_Texte fourni:_
* * * *
À l'été 2004, alors que personne ne l'attendait, la Grèce a débarqué à l'Euro et en est repartie avec un flot de haine. Son crime ? Avoir sorti l'Espagne, le tenant du titre (la France), l'équipe la plus sexy de la compétition (la République tchèque) et le pays hôte (le Portugal), pour finalement remporter un championnat d'Europe. Reste que cette équipe mérite tout sauf le mépris : la Grèce, c'est la vie.

Imaginons. Il est 21h15, à Porto, le 1er juillet 2004. Alors que la sonde Cassini-Huygens se met en orbite autour des anneaux de Saturne, Tomás Galasek a le ballon dans le rond central du stade du Dragon. Voilà 80 minutes que la République tchèque et la Grèce s’étouffent au milieu d’une demi-finale de championnat d’Europe angoissante. Le milieu de l’Ajax le sait, il est l’heure de craquer une allumette et, depuis que le scintillant Pavel Nedvěd a quitté ses potes plus tôt dans la rencontre, un seul homme semble capable de le faire. Il a 23 ans, joue au Borussia Dortmund et se balade depuis quelque temps déjà avec l’étiquette de « petit Mozart ». Son nom : Tomáš Rosický. Son mode opératoire : descendre à hauteur de Galasek et casser les lignes grâce à des séquences répétées d’appui-remise, souvent réalisées grâce au pivot génial qu’est Jan Koller. Séquence en cours. Il reste une grosse dizaine de minutes à jouer, Rosický est trouvé dos au jeu par Tomás Galasek, fait le tour de Theodoros Zagorakis et trouve Koller dans la surface. L’himalayesque buteur tchèque décide alors de rejouer avec son numéro 10, qui lui remet alors que Kapsis a lâché le marquage : en position idéale, Jan Koller bat Nikopolidis, et la Grèce, qui rêvait d’un titre européen historique,

Par le passé, les joueurs faisaient ce qu’ils voulaient. Maintenant, ils font ce qu’ils peuvent.
* * * *
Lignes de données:
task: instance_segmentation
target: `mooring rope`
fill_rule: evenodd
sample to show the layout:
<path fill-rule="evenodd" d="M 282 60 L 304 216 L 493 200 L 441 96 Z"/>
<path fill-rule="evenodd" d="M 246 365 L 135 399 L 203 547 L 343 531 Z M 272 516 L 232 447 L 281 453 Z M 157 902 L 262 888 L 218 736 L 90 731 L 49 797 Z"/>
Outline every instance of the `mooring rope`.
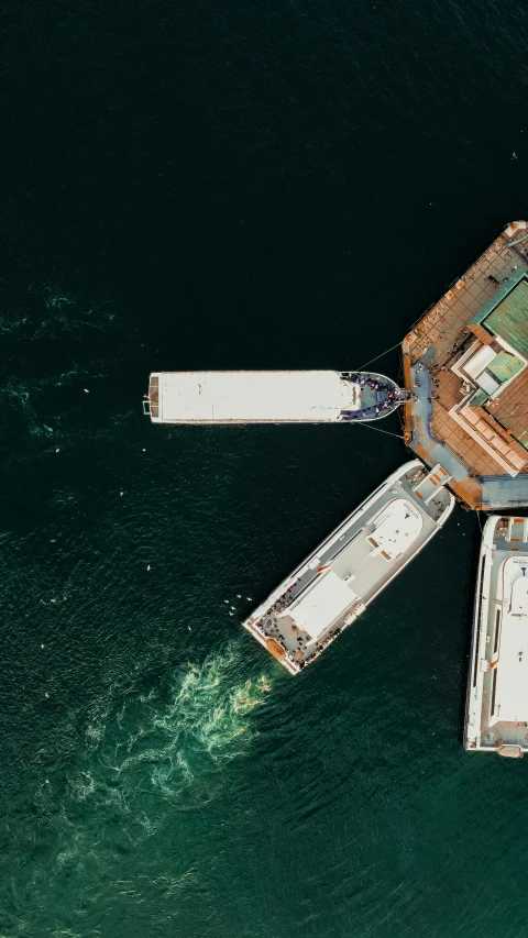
* * * *
Traduisez en anglais cette phrase du texte sur la Grèce à l'Euro 2004 : « Par le passé, les joueurs faisaient ce qu’ils voulaient. » Ces données n'interviennent pas dans ce travail.

_Résultat:_ In the past, players did what they wanted.